[Natural language region descriptions]
BEGIN

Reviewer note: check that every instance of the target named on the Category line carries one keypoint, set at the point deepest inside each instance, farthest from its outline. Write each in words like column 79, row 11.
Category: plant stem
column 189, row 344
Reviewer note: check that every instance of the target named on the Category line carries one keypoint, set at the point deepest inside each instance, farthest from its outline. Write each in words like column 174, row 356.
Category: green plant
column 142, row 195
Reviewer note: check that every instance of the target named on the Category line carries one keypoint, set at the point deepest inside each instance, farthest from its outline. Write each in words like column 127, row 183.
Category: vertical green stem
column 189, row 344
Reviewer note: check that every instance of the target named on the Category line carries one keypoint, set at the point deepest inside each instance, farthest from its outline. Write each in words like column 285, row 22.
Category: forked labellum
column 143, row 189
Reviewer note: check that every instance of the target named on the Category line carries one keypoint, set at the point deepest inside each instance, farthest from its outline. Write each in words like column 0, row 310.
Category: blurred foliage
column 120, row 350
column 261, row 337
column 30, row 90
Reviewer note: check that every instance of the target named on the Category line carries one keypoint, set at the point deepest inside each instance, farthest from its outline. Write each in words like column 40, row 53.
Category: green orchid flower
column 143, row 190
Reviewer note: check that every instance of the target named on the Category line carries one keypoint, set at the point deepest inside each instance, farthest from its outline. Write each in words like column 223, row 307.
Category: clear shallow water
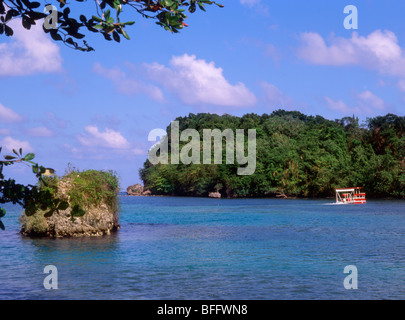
column 192, row 248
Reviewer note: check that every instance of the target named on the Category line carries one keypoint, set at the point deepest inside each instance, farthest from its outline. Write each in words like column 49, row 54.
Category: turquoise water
column 192, row 248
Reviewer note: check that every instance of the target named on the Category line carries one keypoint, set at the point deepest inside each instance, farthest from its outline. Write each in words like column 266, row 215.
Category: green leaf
column 63, row 205
column 29, row 157
column 78, row 212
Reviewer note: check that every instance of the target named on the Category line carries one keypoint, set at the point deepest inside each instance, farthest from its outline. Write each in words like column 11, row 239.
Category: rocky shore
column 97, row 220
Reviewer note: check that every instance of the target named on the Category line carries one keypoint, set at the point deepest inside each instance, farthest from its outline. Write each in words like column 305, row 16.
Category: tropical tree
column 105, row 18
column 30, row 197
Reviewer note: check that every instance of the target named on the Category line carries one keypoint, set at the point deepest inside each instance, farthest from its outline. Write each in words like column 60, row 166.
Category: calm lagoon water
column 197, row 248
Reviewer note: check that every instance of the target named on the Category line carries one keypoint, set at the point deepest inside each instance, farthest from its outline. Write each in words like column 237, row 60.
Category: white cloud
column 341, row 107
column 29, row 52
column 8, row 144
column 7, row 115
column 401, row 85
column 40, row 132
column 107, row 139
column 366, row 103
column 371, row 102
column 378, row 51
column 250, row 3
column 198, row 82
column 4, row 132
column 126, row 84
column 275, row 98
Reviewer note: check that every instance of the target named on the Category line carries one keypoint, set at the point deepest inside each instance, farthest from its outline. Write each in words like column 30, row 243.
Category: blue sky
column 95, row 110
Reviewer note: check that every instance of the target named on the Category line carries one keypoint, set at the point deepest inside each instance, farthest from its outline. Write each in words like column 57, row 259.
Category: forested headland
column 297, row 155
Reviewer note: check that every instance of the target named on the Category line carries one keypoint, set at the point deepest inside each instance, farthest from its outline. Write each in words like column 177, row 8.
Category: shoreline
column 277, row 198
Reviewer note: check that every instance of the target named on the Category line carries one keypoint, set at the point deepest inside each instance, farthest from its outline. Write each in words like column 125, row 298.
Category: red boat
column 350, row 196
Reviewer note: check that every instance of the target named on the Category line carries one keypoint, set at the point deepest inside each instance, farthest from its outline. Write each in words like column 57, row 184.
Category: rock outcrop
column 215, row 195
column 135, row 190
column 97, row 220
column 138, row 190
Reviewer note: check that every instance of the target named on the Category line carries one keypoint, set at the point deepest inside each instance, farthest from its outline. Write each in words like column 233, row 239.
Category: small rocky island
column 93, row 206
column 138, row 190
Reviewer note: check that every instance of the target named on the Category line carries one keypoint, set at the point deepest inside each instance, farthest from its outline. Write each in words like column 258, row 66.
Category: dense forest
column 297, row 155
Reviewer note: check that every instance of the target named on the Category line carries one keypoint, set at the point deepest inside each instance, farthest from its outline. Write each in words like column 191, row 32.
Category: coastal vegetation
column 105, row 18
column 30, row 197
column 92, row 198
column 297, row 155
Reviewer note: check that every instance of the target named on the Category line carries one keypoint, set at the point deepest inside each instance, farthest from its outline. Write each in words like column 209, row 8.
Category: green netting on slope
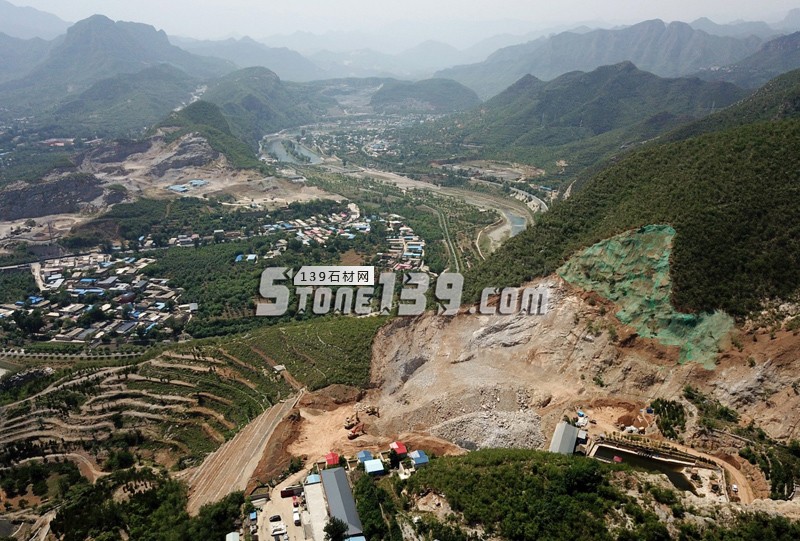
column 632, row 270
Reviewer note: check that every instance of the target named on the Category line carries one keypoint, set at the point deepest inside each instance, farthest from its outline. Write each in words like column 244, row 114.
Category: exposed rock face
column 193, row 151
column 457, row 377
column 63, row 195
column 117, row 151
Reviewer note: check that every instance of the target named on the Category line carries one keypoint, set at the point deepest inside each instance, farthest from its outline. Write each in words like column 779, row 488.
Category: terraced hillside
column 175, row 407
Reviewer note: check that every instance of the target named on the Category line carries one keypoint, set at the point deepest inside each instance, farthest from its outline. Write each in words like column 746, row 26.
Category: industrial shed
column 340, row 499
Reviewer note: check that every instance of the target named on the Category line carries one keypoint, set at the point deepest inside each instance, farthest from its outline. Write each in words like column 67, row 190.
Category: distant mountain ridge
column 98, row 48
column 20, row 56
column 668, row 50
column 731, row 193
column 28, row 23
column 430, row 95
column 256, row 102
column 620, row 99
column 246, row 52
column 775, row 57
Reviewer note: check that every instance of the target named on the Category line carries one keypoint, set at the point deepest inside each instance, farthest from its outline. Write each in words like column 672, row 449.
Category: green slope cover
column 732, row 196
column 633, row 271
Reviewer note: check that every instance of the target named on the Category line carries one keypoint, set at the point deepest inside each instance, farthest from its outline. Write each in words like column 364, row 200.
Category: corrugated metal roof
column 340, row 499
column 374, row 466
column 564, row 439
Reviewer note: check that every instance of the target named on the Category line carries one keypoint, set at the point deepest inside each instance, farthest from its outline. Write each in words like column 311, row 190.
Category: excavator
column 373, row 410
column 356, row 431
column 351, row 421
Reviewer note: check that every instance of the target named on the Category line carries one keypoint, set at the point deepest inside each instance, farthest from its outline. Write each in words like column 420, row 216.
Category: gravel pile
column 493, row 429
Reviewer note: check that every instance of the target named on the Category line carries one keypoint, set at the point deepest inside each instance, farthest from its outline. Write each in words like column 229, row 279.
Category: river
column 276, row 148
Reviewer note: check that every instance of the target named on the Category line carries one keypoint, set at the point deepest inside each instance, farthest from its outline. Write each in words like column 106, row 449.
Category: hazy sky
column 260, row 18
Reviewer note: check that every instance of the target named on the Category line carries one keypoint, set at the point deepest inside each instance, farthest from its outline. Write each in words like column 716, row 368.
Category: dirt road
column 230, row 467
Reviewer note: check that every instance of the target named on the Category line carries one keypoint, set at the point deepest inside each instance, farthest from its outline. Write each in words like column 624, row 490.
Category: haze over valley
column 580, row 218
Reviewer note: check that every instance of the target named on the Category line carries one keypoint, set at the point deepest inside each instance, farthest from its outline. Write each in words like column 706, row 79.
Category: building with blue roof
column 374, row 467
column 418, row 458
column 313, row 479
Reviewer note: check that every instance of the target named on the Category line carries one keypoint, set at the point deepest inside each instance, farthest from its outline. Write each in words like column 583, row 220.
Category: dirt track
column 230, row 467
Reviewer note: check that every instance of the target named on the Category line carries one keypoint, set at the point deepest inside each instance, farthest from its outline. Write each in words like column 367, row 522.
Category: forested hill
column 256, row 102
column 733, row 196
column 429, row 95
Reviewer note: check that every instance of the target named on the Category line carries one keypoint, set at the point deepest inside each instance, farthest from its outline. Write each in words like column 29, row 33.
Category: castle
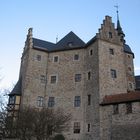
column 94, row 81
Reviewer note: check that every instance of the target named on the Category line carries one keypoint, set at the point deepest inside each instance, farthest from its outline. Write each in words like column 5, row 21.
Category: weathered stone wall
column 109, row 85
column 129, row 67
column 122, row 125
column 91, row 88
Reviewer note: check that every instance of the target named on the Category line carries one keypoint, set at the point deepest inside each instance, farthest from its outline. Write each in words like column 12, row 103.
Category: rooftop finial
column 56, row 38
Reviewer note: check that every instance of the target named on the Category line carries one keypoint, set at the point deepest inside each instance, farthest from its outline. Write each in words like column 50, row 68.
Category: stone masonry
column 94, row 81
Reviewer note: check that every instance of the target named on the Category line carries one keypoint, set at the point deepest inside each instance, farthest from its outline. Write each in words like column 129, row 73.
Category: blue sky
column 51, row 18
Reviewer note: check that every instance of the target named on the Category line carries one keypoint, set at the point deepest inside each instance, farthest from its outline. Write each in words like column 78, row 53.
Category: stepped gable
column 70, row 41
column 108, row 32
column 127, row 49
column 17, row 89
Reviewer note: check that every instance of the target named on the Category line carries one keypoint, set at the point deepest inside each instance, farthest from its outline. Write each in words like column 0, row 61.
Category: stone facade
column 81, row 80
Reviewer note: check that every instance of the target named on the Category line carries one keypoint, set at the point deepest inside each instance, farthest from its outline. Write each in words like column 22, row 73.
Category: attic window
column 110, row 34
column 70, row 44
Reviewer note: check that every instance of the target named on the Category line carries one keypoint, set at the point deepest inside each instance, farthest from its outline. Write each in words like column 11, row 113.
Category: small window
column 55, row 59
column 129, row 68
column 128, row 108
column 76, row 57
column 91, row 52
column 76, row 127
column 51, row 102
column 128, row 56
column 113, row 73
column 116, row 109
column 130, row 85
column 111, row 51
column 89, row 75
column 88, row 127
column 78, row 77
column 12, row 100
column 42, row 78
column 40, row 101
column 77, row 101
column 38, row 57
column 89, row 99
column 53, row 79
column 70, row 44
column 110, row 34
column 49, row 130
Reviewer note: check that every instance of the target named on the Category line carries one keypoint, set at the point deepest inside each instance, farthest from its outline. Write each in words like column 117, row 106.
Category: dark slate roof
column 17, row 89
column 127, row 49
column 132, row 96
column 137, row 79
column 70, row 41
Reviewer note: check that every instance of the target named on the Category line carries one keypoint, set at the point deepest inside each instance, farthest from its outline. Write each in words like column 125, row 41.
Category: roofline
column 65, row 49
column 121, row 102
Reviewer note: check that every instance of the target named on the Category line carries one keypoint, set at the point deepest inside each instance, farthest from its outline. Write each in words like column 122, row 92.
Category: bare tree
column 41, row 123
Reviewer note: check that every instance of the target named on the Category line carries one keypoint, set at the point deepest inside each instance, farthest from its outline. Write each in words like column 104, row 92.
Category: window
column 77, row 101
column 88, row 129
column 128, row 108
column 91, row 52
column 78, row 77
column 42, row 78
column 116, row 109
column 38, row 57
column 51, row 102
column 110, row 34
column 89, row 75
column 89, row 99
column 53, row 79
column 129, row 68
column 76, row 57
column 50, row 129
column 70, row 44
column 130, row 86
column 111, row 51
column 40, row 101
column 55, row 59
column 12, row 100
column 113, row 73
column 76, row 127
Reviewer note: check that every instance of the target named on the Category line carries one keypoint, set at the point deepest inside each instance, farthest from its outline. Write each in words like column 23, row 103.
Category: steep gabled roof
column 137, row 79
column 70, row 41
column 17, row 89
column 43, row 45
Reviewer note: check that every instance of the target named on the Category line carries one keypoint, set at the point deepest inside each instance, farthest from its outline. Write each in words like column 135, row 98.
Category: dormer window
column 70, row 44
column 110, row 34
column 76, row 57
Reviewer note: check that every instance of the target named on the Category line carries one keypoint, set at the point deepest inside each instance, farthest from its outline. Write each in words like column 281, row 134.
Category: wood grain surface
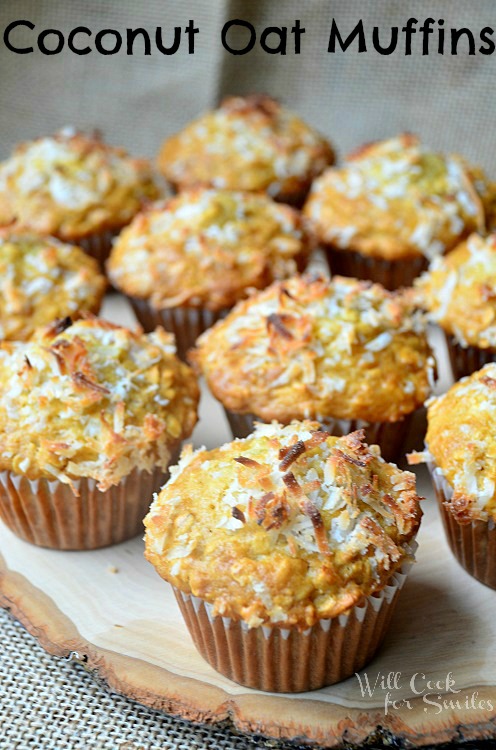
column 109, row 610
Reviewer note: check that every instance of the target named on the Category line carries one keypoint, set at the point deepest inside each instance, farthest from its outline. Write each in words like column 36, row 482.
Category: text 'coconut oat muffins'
column 393, row 206
column 42, row 279
column 344, row 352
column 286, row 552
column 459, row 294
column 248, row 143
column 73, row 187
column 461, row 455
column 91, row 415
column 185, row 262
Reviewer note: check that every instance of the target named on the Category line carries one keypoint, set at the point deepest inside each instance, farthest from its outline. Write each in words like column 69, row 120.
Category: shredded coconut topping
column 396, row 199
column 208, row 247
column 288, row 525
column 41, row 280
column 308, row 347
column 460, row 439
column 249, row 143
column 70, row 185
column 459, row 291
column 91, row 399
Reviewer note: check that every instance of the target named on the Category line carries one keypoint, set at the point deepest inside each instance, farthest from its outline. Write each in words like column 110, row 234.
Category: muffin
column 73, row 187
column 459, row 293
column 248, row 143
column 200, row 252
column 344, row 352
column 394, row 206
column 461, row 455
column 91, row 415
column 42, row 279
column 286, row 552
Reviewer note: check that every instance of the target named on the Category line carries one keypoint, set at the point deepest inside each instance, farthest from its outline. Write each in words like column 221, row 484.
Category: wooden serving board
column 109, row 610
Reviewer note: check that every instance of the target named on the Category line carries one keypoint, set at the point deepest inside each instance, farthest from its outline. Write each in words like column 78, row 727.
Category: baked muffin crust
column 248, row 143
column 206, row 247
column 395, row 199
column 459, row 292
column 92, row 400
column 309, row 347
column 71, row 186
column 42, row 279
column 285, row 527
column 460, row 439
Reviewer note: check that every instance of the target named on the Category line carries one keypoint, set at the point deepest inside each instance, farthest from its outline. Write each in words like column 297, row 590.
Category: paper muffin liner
column 49, row 513
column 97, row 245
column 467, row 359
column 287, row 660
column 186, row 323
column 392, row 274
column 390, row 436
column 473, row 544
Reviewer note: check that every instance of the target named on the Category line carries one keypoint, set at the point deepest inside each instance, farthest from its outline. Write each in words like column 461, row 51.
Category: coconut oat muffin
column 248, row 143
column 73, row 187
column 91, row 415
column 42, row 279
column 461, row 453
column 200, row 252
column 393, row 206
column 281, row 549
column 345, row 352
column 459, row 293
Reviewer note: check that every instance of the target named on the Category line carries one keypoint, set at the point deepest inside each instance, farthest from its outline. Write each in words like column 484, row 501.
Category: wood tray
column 109, row 610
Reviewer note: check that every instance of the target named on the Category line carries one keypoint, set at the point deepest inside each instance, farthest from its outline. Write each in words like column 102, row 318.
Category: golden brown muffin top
column 284, row 528
column 206, row 247
column 309, row 347
column 395, row 199
column 248, row 143
column 70, row 185
column 460, row 439
column 42, row 279
column 92, row 400
column 459, row 291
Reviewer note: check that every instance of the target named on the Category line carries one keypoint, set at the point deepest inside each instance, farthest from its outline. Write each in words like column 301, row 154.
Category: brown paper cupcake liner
column 473, row 544
column 286, row 660
column 186, row 323
column 467, row 359
column 390, row 436
column 49, row 514
column 98, row 246
column 392, row 274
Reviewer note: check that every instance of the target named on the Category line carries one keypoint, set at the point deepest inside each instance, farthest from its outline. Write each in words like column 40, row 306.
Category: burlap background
column 136, row 101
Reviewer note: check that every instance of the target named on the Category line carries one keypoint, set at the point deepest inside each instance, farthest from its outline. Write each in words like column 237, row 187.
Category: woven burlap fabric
column 137, row 101
column 48, row 703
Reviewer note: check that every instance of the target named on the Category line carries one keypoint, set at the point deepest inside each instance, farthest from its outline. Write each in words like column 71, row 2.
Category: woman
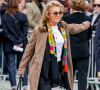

END

- [TASK ITEM] Only the lines above from the one with "177, row 8." through the one with "57, row 184." should be duplicated, character for character.

- [SOLVED EXERCISE]
Reviewer note: check that every instance of the target named on the Category line carries one keypoint, set at the point deepest inside each instance, farthest from its outline. Write each in words like column 177, row 8.
Category: shoreline
column 277, row 198
Reviewer note: check that every instance of the target named on the Category line carries one keypoint, set at the point deepest inside each instance, farthest from its outline. Write each in words like column 125, row 298.
Category: red boat
column 350, row 196
Reviewer note: check that every instance of the target named on the Category line carries one keypoint, set at the point deepest inside each instance, farthest from its outline. Write each in words like column 57, row 184.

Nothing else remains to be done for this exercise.